[Stored data entries]
[Start of section]

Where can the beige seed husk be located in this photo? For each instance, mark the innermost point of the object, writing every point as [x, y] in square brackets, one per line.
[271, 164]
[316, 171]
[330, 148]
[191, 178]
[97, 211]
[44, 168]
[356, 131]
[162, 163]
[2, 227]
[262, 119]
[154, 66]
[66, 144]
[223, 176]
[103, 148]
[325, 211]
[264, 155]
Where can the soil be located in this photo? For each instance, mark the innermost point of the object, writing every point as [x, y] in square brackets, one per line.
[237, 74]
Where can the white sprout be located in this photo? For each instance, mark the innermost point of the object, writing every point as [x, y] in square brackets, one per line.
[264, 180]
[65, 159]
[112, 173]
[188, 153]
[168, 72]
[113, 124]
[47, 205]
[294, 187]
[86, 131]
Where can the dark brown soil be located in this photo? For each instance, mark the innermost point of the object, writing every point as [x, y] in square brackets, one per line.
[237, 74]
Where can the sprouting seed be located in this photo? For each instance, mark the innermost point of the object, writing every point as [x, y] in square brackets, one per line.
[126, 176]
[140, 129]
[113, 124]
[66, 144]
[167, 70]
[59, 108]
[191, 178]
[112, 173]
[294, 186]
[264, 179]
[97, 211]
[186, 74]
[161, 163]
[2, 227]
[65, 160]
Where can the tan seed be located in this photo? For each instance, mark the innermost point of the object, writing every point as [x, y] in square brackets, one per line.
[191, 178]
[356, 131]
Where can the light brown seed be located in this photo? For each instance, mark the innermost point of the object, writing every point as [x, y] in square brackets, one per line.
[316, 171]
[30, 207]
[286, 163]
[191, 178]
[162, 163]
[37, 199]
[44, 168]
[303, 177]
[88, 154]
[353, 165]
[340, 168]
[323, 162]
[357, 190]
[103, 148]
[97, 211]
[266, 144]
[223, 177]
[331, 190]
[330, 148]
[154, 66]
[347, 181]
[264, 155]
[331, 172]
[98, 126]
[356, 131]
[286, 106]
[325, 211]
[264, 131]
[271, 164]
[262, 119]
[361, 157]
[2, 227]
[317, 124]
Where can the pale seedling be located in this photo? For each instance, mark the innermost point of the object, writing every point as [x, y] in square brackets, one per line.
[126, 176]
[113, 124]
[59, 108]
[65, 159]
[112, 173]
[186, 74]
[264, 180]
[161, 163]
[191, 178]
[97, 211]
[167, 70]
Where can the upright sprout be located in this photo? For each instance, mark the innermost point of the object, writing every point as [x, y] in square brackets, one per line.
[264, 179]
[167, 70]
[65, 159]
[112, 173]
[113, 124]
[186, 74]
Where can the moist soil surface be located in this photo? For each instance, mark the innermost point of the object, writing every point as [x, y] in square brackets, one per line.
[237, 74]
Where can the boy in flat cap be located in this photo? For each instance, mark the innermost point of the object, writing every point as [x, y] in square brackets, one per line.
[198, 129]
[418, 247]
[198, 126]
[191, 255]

[End of section]

Problem statement: Could all of the entries be retyped word for word?

The answer:
Where can the beige seed husk be located in this photo? For each instance, mark the innermost point of the object, writing every point as [x, y] in square brackets, one per line.
[271, 164]
[316, 171]
[330, 148]
[191, 178]
[97, 211]
[44, 168]
[356, 131]
[162, 163]
[2, 227]
[262, 119]
[154, 66]
[66, 144]
[223, 176]
[103, 148]
[325, 211]
[264, 155]
Where can the soil be located in this photo? For each instance, mark the innermost point of the object, writing every point as [x, y] in square brackets, one per line.
[237, 74]
Where can the white sprout be located in this photo? For each instance, mark the innermost point of the object, writing every point as [x, y] in square brackets, one per line.
[264, 180]
[65, 159]
[112, 173]
[188, 153]
[168, 72]
[113, 124]
[47, 205]
[294, 187]
[86, 131]
Where can the dark brown soil be located in this photo? For each instance, mark the innermost point of the object, writing every point as [x, y] in square brackets, one per line.
[237, 74]
Where can the sprouting seed be located in this photo? For each instance, mark the innermost point of the object, writing every point as [x, y] in square brackets, one per line.
[126, 176]
[140, 129]
[113, 124]
[66, 144]
[167, 70]
[59, 108]
[191, 178]
[112, 173]
[294, 186]
[264, 179]
[97, 211]
[186, 74]
[161, 163]
[2, 227]
[65, 160]
Where can the tan seed be located in this photo? For each instance, mark the innermost point of the object, writing every point as [x, y] in square brackets, one per line.
[191, 178]
[356, 131]
Where can the light brown seed be located in this photo? For each instance, mark the innermost point of the object, writing every point as [x, y] in square brackets, one per line.
[316, 171]
[30, 207]
[286, 163]
[191, 178]
[162, 163]
[37, 199]
[44, 168]
[303, 177]
[88, 154]
[353, 165]
[340, 168]
[323, 162]
[357, 190]
[103, 148]
[97, 211]
[266, 144]
[223, 177]
[331, 190]
[330, 148]
[154, 66]
[347, 181]
[264, 155]
[331, 172]
[98, 126]
[356, 131]
[286, 106]
[325, 211]
[264, 131]
[271, 164]
[262, 119]
[361, 157]
[2, 227]
[317, 124]
Where can the pale seedling be located in this photo? For each instance, mark the innermost point of the object, writing every point as [x, y] in square brackets, one per line.
[126, 176]
[113, 124]
[59, 108]
[65, 159]
[112, 173]
[186, 74]
[264, 180]
[161, 163]
[191, 178]
[97, 211]
[167, 70]
Where can the upright sprout be located in this photo? For each instance, mark the innermost point of the object, writing every point as [x, y] in square brackets, one per line.
[264, 179]
[167, 70]
[65, 159]
[112, 173]
[113, 124]
[186, 74]
Where can the moist soil surface be located in this photo? For each instance, mark the innermost point of the object, writing every point as [x, y] in square brackets, one per line.
[237, 74]
Where can the boy in flat cap be located in this photo? For each instance, mark the innermost point of the object, writing every point as [x, y] in square brackets, one per line.
[198, 129]
[418, 247]
[198, 126]
[191, 255]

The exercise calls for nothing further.